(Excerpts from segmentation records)
______________________________

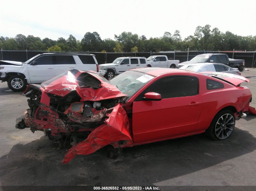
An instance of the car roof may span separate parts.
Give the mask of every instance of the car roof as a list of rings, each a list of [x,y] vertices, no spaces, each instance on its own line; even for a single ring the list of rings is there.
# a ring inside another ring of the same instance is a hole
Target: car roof
[[[41,53],[39,54],[38,55],[85,55],[88,56],[94,56],[95,55],[94,54],[89,54],[88,53],[62,53],[60,52],[58,53]]]
[[[136,68],[130,70],[143,72],[155,76],[157,76],[164,74],[166,74],[166,73],[179,73],[180,74],[181,73],[183,73],[184,74],[187,74],[188,73],[197,74],[198,74],[197,72],[195,72],[188,70],[169,68],[152,68],[149,67],[148,68]]]

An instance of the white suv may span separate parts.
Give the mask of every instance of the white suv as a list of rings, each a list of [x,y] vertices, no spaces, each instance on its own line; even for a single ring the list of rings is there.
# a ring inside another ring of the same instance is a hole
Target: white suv
[[[0,61],[0,80],[12,90],[24,90],[29,84],[42,83],[72,69],[98,72],[95,55],[79,53],[43,53],[25,62]]]
[[[120,57],[112,63],[100,65],[99,69],[106,70],[105,76],[109,78],[130,69],[148,67],[148,61],[145,57]]]

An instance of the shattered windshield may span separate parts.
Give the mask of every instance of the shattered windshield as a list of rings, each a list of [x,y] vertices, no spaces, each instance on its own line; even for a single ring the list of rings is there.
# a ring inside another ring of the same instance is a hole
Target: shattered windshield
[[[149,56],[148,58],[147,58],[147,59],[148,60],[148,61],[152,61],[155,58],[155,56]]]
[[[136,71],[126,71],[110,81],[123,94],[131,97],[154,76]]]
[[[120,61],[122,60],[122,58],[117,58],[115,60],[114,60],[112,62],[112,63],[114,64],[119,64]]]
[[[190,61],[205,62],[208,59],[209,57],[209,56],[198,55],[190,60]]]

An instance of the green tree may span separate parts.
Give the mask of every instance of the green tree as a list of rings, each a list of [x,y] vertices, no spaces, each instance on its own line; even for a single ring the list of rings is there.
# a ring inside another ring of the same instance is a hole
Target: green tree
[[[67,39],[67,45],[69,51],[75,51],[75,49],[77,48],[76,39],[72,34],[70,35],[68,38]]]
[[[122,53],[123,47],[122,45],[118,42],[115,43],[115,46],[113,49],[114,52],[116,53]]]
[[[19,44],[14,39],[8,38],[4,43],[3,49],[6,50],[17,50],[18,46]]]
[[[132,53],[138,53],[138,47],[136,46],[131,49],[131,51]]]
[[[61,48],[57,45],[55,45],[46,49],[46,51],[49,52],[61,52]]]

______________________________

**WHAT THE TASK ASKS**
Give as a numbered list the lines of the listing from the line that contains "An instance of the white" through the line that contains "Target: white suv", both included, omitting blank lines.

**TASK ANSWER**
1. An instance of the white suv may span separate parts.
2. Give the mask of every instance of the white suv as a list of rings, each a list of [x,y] vertices, no spaces, each instance on its own line; even for a single ring the list of rings is there.
3. # a ring inside another ring of the same instance is a hole
4. Target: white suv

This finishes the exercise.